Supreme Court blocks Purdue Pharma bankruptcy deal
By Natalie Sherman, BBC News
The US Supreme Court has struck down a part of the bankruptcy deal for Purdue Pharma that would have shielded members of the Sackler family from future lawsuits over their role in fuelling the opioid crisis.
The Sacklers, who owned and operated the Oxycontin-maker for decades, had agreed to pay $6bn (£4.7bn) towards a wider settlement in exchange for sweeping protections against civil claims related to the addictive opioid.
But the nation’s top court ruled that granting such protections to the Sacklers, who did not themselves declare bankruptcy was not authorised under law.
Sackler family members said they would continue to push for a settlement, warning that the alternative was “costly and chaotic legal proceedings in courtrooms across the country”.
The ruling is a victory for the US government and others who had challenged the deal, arguing that releasing the Sacklers was a misuse of the system.
But it raises major questions about the future of the agreement, which had won significant, if mixed, support from many who sued the company and saw it as the only practical way to reach the family’s billions for drug treatment and other uses.
Ellen Isaacs, whose son Patrick Ryan Wroblewski died of an overdose in 2018 at the age of 33, was one of the family members who had opposed the shield for the Sacklers.
She said she was not sure what came next, but was hopeful that justice would be done.
“I’d like to see them held fully accountable,” she said. “I’m just so grateful to the Supreme Court right now I can’t get beyond that.”
Purdue became a household name in the US as the maker and promoter of OxyContin – a prescription painkiller it promoted as safe, despite being aware it was both highly addictive and widely abused.
The company declared bankruptcy in 2019, after it was hit by thousands of lawsuits brought by states, cities and families. It later pleaded guilty to criminal charges, including defrauding health agencies and making illegal payments to doctors.
The kind of shield granted to the Sacklers in this deal has been a critical feature of other high-profile settlements, including those involving Boy Scouts of America and the Catholic Church.
But courts have been divided as to whether such “releases” from liability for third parties like the Sacklers are actually permitted.
In asking the Supreme Court to take up the issue, lawyers for the US government said letting it stand “would leave in place a roadmap for wealthy corporations and individuals to misuse the bankruptcy system” and escape accountability.

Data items

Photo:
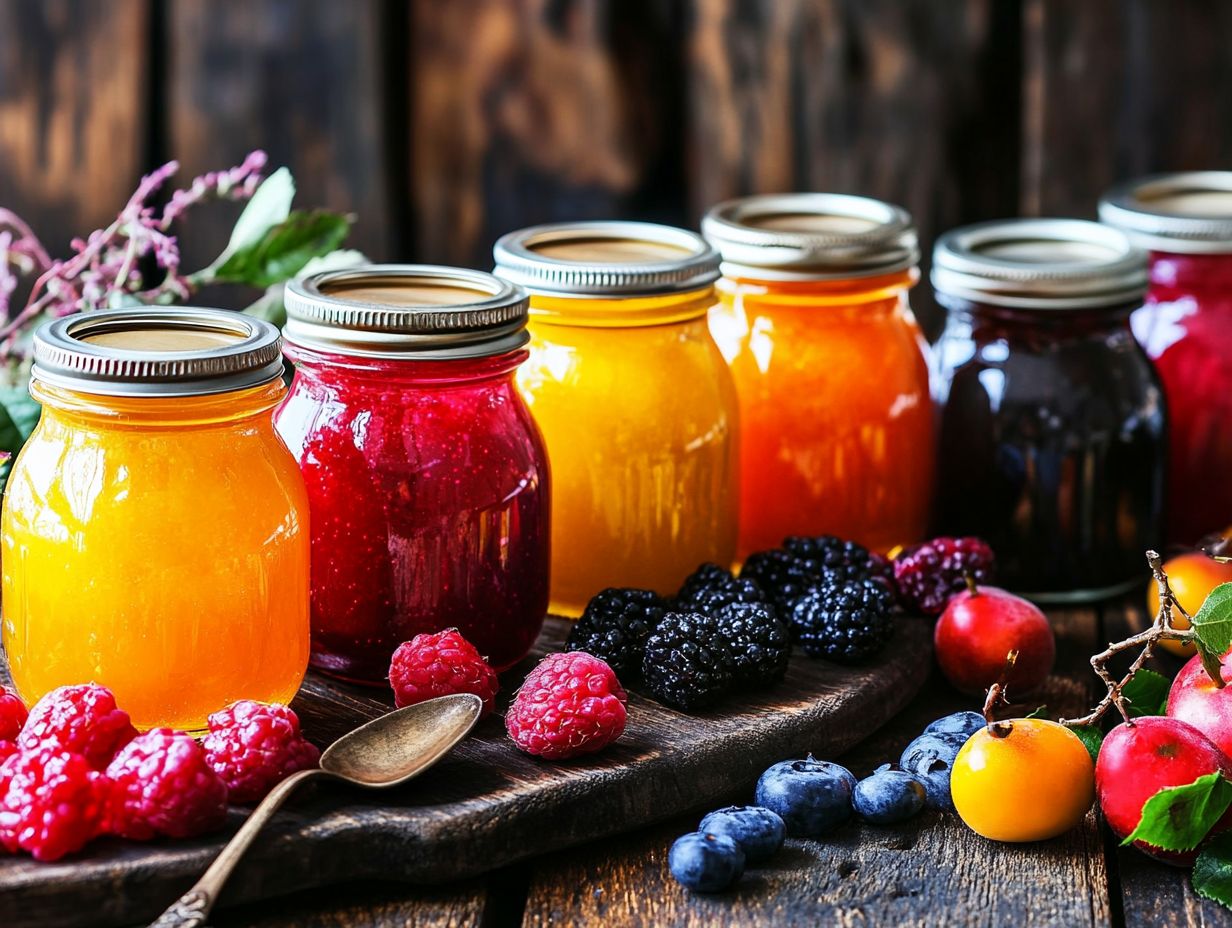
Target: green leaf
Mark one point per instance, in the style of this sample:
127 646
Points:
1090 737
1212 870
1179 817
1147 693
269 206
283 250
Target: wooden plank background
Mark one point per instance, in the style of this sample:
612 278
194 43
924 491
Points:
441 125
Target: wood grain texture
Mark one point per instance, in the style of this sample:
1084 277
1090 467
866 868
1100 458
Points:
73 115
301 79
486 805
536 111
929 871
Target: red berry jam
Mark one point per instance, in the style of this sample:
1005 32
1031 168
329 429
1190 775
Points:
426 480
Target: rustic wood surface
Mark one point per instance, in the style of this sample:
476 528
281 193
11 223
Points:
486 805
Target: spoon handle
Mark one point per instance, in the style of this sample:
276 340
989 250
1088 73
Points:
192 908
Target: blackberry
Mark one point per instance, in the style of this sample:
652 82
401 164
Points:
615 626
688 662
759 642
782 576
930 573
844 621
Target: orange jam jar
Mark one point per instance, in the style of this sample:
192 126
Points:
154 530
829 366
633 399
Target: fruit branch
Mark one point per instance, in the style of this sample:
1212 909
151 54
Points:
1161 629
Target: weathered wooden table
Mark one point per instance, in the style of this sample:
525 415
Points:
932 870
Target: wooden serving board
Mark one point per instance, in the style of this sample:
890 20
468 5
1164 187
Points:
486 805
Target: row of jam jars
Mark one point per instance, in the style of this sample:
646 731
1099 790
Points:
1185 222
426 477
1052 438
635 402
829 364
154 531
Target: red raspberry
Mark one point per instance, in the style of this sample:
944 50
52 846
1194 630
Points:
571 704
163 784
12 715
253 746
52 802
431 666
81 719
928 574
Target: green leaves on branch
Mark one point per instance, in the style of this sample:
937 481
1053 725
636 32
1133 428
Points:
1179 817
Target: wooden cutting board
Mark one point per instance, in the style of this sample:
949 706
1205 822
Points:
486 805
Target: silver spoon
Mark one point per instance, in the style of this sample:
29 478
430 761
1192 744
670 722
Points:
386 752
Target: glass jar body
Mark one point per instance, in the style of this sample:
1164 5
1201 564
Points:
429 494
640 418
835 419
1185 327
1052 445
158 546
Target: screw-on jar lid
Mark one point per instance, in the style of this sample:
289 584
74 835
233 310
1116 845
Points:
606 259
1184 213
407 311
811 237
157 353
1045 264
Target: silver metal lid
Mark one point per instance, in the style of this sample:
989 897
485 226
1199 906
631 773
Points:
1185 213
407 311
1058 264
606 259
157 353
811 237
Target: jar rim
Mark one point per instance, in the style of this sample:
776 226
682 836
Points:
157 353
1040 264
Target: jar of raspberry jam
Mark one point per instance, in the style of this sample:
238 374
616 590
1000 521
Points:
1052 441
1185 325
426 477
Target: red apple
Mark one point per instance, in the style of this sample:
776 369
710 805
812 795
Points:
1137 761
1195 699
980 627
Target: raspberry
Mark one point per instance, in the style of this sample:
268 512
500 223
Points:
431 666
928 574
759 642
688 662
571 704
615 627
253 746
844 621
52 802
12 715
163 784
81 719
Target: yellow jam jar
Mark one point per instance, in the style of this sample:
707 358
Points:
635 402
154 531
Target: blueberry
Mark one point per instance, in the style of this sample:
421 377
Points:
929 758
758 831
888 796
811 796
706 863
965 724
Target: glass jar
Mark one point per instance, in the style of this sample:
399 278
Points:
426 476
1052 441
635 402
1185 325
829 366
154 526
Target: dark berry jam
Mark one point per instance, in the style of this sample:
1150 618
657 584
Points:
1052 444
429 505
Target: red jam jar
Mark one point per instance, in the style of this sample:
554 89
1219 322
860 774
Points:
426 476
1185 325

Work task 1 | According to the article on the Supreme Court's Purdue Pharma ruling, why did the court strike down the protections for the Sackler family?
Work task 2 |
Decide whether each statement agrees with the article on the Supreme Court's Purdue Pharma ruling. Answer yes or no for each, quoting the deciding words of the article.
(a) The Sacklers had agreed to pay $6bn toward a wider settlement.
(b) Purdue Pharma declared bankruptcy in 2018.
(c) Courts have agreed that releases from liability for third parties like the Sacklers are permitted.

Your response 1 | The court ruled that granting such protections to the Sacklers was not authorized under law, because the Sacklers did not themselves declare bankruptcy.

Your response 2 |
(a) Yes: "had agreed to pay $6bn (£4.7bn) towards a wider settlement"
(b) No: "The company declared bankruptcy in 2019"
(c) No: "courts have been divided as to whether such “releases” from liability for third parties like the Sacklers are actually permitted"